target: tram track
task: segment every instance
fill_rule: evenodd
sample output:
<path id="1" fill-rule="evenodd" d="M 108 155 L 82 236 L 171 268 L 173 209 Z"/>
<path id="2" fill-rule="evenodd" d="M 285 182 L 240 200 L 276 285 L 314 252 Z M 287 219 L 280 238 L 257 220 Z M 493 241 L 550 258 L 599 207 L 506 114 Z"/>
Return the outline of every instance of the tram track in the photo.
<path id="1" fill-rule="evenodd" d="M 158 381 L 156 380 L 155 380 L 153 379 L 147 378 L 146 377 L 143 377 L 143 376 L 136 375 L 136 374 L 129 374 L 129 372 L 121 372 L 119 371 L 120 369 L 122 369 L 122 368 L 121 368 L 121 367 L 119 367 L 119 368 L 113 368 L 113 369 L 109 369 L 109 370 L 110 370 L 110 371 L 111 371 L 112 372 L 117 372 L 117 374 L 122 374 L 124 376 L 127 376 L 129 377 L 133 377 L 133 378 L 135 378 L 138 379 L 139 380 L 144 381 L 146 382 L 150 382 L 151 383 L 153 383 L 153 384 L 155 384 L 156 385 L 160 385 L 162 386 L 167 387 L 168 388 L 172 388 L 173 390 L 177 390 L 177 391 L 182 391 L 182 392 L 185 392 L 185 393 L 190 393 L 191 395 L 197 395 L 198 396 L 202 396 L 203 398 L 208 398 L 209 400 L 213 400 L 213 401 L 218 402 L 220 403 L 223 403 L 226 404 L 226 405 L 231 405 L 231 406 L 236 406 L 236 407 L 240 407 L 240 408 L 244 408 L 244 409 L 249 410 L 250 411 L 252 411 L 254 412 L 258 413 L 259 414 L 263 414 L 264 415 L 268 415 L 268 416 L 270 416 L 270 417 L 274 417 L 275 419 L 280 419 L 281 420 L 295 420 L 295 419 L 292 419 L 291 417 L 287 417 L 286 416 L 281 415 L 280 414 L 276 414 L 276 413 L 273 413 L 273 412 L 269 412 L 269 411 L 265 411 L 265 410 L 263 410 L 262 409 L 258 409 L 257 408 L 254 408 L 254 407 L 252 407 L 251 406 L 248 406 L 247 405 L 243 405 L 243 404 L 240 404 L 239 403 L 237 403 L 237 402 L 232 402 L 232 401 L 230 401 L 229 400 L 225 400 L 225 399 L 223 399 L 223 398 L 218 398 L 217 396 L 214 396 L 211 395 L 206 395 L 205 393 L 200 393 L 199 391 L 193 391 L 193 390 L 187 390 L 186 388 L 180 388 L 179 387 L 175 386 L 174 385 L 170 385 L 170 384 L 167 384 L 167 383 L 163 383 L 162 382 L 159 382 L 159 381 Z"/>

· · · · · · ·

▸ EXERCISE REQUIREMENTS:
Return every line of the records above verbatim, with nothing changed, added, or left out.

▸ RESPONSE TO THIS TASK:
target: tram track
task: segment every instance
fill_rule: evenodd
sample output:
<path id="1" fill-rule="evenodd" d="M 108 155 L 82 236 L 171 268 L 173 209 Z"/>
<path id="2" fill-rule="evenodd" d="M 285 182 L 240 200 L 276 285 L 314 252 Z M 287 219 L 280 238 L 257 220 Z M 493 241 L 550 258 L 599 207 L 506 114 Z"/>
Return the outline of every instance of the tram track in the photo.
<path id="1" fill-rule="evenodd" d="M 158 381 L 156 380 L 155 380 L 153 379 L 147 378 L 146 377 L 143 377 L 143 376 L 136 375 L 136 374 L 129 374 L 129 372 L 121 372 L 119 371 L 120 369 L 122 369 L 122 368 L 121 368 L 121 367 L 119 367 L 119 368 L 113 368 L 113 369 L 109 369 L 109 370 L 110 370 L 110 371 L 111 371 L 112 372 L 117 372 L 117 374 L 122 374 L 124 376 L 127 376 L 129 377 L 133 377 L 133 378 L 135 378 L 138 379 L 139 380 L 144 381 L 146 382 L 150 382 L 151 383 L 153 383 L 153 384 L 155 384 L 156 385 L 160 385 L 162 386 L 167 387 L 168 388 L 172 388 L 173 390 L 177 390 L 177 391 L 182 391 L 182 392 L 185 392 L 185 393 L 190 393 L 191 395 L 197 395 L 198 396 L 202 396 L 203 398 L 208 398 L 209 400 L 213 400 L 213 401 L 218 402 L 220 403 L 223 403 L 226 404 L 226 405 L 231 405 L 231 406 L 236 406 L 236 407 L 240 407 L 240 408 L 244 408 L 244 409 L 249 410 L 250 411 L 252 411 L 254 412 L 258 413 L 259 414 L 263 414 L 264 415 L 268 415 L 268 416 L 270 416 L 270 417 L 274 417 L 275 419 L 280 419 L 281 420 L 295 420 L 295 419 L 292 419 L 291 417 L 287 417 L 286 416 L 281 415 L 280 414 L 276 414 L 276 413 L 273 413 L 273 412 L 269 412 L 269 411 L 265 411 L 265 410 L 263 410 L 262 409 L 258 409 L 257 408 L 254 408 L 254 407 L 252 407 L 251 406 L 248 406 L 247 405 L 243 405 L 243 404 L 240 404 L 239 403 L 237 403 L 237 402 L 232 402 L 232 401 L 230 401 L 229 400 L 225 400 L 225 399 L 223 399 L 223 398 L 218 398 L 217 396 L 214 396 L 211 395 L 206 395 L 205 393 L 200 393 L 199 391 L 193 391 L 193 390 L 187 390 L 186 388 L 180 388 L 179 387 L 175 386 L 174 385 L 170 385 L 170 384 L 167 384 L 167 383 L 163 383 L 162 382 L 159 382 L 159 381 Z"/>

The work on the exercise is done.